▶ Written exercise
Copy every line of the listing from the line with "The component shall point out each instance of the laptop" up to and including the line with "point(270, 351)". Multiply each point coordinate in the answers by 0.25 and round to whole numbers, halves up, leaving all other numbers unchanged, and omit the picture marker from your reply.

▶ Information provided
═══

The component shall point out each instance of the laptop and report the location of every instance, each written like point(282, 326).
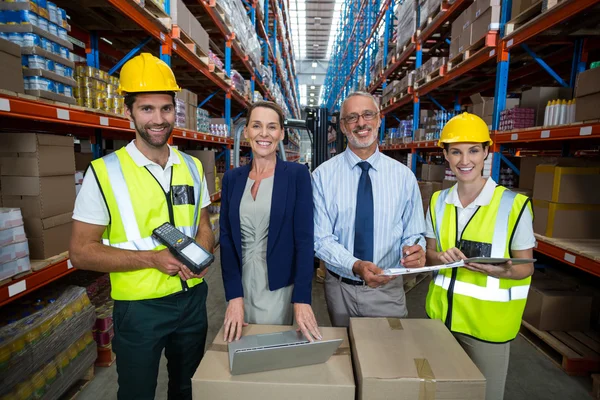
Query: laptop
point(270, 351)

═══

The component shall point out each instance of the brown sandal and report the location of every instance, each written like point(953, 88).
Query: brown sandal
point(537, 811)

═══

▶ Problem solution
The component shall point out each instance of the laptop and report the location of every instance, each written like point(282, 326).
Query: laptop
point(68, 88)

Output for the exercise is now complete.